Instruções => Reproduza literalmente o trecho do texto de leitura que começa em “Também eu me” e termina em “piegas e lorpa.”, incluindo ambos os extremos.

A rubrica Correspondência Cultural estabelece
o paralelismo, seja na narrativa dos acontecimentos, seja nos diálogos entre os
jovens, ou nos textos sobre os Romanos, assim descobrindo pistas de confronto
que ajudam à percepção dos factos.
Cedo, todavia,
chegámos ao fim da obra, de textos, na sua maioria, em português, semeados,
embora, de expressões latinas, e os textos de autor reduzidos a um ou dois, o
que nos decepcionou.
E apesar da
erudição e do propósito orientador, enfastiou-nos um tanto, igualmente, nos
seus discursos por vezes rebuscados, por vezes moralistas, na história banal de
jovens empenhados e vivaços, à boa maneira dos Cinco e dos Sete das aventuras
da Enid Blyton - jovens que desdenham o
magister dixit, o que não é de todo errado, segundo as actuais pedagogias
exacerbadoras do ego estudantil , jovens que se instalam em casas de
acolhimento, “garante do merecido descanso”, sem percebermos o porquê do mérito
- na vulgar historieta de amor de uma
das jovens com o professor, pretexto para um debitar de uma fraseologia
romanesca e lírica perfeitamente inadequada, como a que transcrevemos:
“A cabeça de Paolo
descaiu sobre seu ombro (sic), e com voz só para ela:
-Querem que eu
volte para continuar a casa... pena não te ter mostrado os vinhedos, os
armazéns, as adegas, a destilaria... mas não voltarei só!
Também eu me
deixei levar pelas mãos seguras de Concha, a catalã que trocaria o sol da sua
terra por outro sol... aquele que andava amadurecendo cada cacho, a
descobrir-se entre pâmpanos, ao longo da estrada para Roma”. (pág. 65).
Tais
peculiaridades fizeram-nos evocar o Mon Ami Pierrot e quejandos que, através de
idêntico processo comunicativo, pretendia também, em tempos idos, integrar os
alunos de Francês das Escolas Técnicas na cultura comercial, por meio de uma
efabulação despudoradamente piegas e lorpa.

Dados de entrada =>
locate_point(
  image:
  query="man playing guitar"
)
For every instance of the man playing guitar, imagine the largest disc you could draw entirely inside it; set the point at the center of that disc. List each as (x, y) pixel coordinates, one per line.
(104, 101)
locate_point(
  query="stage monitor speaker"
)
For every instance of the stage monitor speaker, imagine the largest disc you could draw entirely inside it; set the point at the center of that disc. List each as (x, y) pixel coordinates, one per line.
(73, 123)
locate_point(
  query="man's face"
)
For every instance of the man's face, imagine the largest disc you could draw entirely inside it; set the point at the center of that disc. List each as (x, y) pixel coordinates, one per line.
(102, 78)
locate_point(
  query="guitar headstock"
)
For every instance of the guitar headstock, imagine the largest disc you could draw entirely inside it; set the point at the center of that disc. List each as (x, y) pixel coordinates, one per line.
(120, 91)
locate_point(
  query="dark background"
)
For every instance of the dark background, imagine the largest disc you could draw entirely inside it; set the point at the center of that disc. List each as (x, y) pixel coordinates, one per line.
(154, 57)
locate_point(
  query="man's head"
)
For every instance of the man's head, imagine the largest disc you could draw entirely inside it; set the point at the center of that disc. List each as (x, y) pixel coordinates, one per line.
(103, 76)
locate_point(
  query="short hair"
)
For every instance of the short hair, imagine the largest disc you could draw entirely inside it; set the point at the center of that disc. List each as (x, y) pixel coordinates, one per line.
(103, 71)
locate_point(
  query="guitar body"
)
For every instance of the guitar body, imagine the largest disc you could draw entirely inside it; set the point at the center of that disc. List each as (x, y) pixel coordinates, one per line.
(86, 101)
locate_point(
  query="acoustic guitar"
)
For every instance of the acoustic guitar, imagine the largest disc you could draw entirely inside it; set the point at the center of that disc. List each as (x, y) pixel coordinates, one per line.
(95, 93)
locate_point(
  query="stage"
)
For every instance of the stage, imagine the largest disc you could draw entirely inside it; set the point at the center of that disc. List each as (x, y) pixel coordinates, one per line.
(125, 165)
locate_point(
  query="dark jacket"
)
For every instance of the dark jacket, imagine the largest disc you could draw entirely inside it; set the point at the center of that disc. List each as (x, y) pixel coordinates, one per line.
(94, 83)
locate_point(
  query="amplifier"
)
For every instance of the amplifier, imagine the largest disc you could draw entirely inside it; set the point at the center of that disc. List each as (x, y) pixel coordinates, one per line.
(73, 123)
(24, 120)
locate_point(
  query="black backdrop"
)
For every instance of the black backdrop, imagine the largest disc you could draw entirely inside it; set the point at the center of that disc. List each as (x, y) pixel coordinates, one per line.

Solução abaixo =>
Também eu me
deixei levar pelas mãos seguras de Concha, a catalã que trocaria o sol da sua
terra por outro sol... aquele que andava amadurecendo cada cacho, a
descobrir-se entre pâmpanos, ao longo da estrada para Roma”. (pág. 65).
Tais
peculiaridades fizeram-nos evocar o Mon Ami Pierrot e quejandos que, através de
idêntico processo comunicativo, pretendia também, em tempos idos, integrar os
alunos de Francês das Escolas Técnicas na cultura comercial, por meio de uma
efabulação despudoradamente piegas e lorpa.